SUPPLIED MATERIAL
▬▬▬

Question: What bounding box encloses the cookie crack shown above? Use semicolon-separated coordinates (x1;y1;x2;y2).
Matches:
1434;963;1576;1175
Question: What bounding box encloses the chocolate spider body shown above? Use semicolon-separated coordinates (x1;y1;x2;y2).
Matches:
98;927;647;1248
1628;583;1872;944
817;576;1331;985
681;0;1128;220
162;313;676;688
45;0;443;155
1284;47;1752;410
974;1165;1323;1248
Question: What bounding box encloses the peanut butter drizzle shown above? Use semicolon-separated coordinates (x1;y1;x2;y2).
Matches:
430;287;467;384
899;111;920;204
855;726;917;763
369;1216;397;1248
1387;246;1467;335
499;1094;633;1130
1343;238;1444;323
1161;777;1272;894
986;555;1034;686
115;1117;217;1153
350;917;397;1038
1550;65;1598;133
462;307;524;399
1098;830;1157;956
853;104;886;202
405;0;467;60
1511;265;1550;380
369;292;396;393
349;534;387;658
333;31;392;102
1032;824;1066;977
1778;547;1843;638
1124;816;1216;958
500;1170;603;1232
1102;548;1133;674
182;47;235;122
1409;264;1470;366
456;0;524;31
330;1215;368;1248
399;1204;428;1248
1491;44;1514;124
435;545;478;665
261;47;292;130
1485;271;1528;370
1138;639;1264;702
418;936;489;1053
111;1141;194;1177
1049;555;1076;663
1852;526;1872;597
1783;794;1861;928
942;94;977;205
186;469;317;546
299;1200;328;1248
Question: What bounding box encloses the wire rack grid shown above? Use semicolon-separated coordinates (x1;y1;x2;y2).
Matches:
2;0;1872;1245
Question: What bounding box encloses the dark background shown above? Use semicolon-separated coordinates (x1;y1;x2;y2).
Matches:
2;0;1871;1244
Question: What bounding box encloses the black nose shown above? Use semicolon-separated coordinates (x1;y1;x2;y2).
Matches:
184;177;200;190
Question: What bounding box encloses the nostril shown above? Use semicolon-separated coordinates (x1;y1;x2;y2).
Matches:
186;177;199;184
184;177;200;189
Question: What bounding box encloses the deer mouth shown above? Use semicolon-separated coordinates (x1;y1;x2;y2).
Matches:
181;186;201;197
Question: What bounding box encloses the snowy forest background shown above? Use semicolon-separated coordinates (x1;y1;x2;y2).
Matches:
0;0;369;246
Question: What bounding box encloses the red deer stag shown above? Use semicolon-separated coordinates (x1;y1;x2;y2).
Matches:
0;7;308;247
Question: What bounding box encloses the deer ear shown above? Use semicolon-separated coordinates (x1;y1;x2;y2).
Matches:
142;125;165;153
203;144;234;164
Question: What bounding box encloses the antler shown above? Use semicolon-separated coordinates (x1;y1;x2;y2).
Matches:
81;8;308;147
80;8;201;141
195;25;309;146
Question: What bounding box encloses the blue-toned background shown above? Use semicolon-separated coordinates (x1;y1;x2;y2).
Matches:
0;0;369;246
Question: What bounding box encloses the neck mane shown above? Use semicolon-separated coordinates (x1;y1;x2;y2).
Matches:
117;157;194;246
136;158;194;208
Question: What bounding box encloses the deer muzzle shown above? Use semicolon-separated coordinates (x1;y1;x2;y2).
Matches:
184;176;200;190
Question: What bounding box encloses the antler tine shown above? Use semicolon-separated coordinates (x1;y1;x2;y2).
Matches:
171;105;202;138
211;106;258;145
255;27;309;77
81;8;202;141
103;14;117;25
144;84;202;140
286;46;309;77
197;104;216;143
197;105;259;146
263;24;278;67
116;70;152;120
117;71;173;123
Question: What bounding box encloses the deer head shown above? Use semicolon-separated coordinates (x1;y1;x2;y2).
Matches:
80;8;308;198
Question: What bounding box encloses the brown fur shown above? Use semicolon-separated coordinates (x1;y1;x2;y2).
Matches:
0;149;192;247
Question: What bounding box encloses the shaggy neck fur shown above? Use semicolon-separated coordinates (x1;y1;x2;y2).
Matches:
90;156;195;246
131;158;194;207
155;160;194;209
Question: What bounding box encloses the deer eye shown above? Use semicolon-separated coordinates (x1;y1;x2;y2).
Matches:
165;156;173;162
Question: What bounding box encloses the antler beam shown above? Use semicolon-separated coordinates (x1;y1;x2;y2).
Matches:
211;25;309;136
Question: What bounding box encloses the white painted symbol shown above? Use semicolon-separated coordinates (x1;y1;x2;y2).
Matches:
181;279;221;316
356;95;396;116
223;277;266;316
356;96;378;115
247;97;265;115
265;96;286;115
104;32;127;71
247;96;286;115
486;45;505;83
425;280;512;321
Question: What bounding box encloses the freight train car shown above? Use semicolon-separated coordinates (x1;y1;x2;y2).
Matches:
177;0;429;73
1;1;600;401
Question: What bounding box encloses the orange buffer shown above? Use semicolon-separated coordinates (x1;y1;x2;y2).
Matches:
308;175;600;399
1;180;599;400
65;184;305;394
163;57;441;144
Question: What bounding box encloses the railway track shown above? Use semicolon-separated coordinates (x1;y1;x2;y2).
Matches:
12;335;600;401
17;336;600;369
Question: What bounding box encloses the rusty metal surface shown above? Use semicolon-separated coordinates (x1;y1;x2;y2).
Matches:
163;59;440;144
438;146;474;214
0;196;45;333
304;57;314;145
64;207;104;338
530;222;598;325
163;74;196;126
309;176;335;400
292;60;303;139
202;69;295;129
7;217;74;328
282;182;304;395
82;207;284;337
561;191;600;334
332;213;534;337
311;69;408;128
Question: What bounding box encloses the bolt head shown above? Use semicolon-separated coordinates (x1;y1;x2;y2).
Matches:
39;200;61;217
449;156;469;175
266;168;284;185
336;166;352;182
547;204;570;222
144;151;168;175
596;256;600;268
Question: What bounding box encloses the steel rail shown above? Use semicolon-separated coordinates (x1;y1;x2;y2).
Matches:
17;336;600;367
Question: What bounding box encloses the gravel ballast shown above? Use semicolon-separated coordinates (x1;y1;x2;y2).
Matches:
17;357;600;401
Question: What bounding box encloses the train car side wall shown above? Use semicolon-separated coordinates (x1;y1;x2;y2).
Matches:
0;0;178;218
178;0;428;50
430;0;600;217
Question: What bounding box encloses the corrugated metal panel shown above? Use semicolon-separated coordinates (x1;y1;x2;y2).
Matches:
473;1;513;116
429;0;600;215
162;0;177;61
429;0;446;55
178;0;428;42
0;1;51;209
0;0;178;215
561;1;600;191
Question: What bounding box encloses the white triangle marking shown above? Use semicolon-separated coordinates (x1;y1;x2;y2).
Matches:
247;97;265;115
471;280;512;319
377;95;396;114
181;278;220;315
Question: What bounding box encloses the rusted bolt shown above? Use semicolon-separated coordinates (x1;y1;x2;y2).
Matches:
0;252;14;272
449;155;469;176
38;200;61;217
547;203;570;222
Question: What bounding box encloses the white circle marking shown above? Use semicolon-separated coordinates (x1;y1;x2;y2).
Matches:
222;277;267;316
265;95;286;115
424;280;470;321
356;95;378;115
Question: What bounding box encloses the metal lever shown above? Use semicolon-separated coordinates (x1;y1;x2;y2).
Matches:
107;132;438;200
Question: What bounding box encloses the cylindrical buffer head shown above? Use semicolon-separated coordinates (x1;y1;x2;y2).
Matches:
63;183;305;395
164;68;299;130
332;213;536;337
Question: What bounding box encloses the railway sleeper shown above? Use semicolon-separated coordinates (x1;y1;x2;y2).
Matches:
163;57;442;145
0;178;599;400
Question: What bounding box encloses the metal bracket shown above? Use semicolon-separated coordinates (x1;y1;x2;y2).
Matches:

▬▬▬

EXERCISE DIRECTIONS
Count of lines with the string "neck" in the material above: give that number only.

TASK OUTPUT
2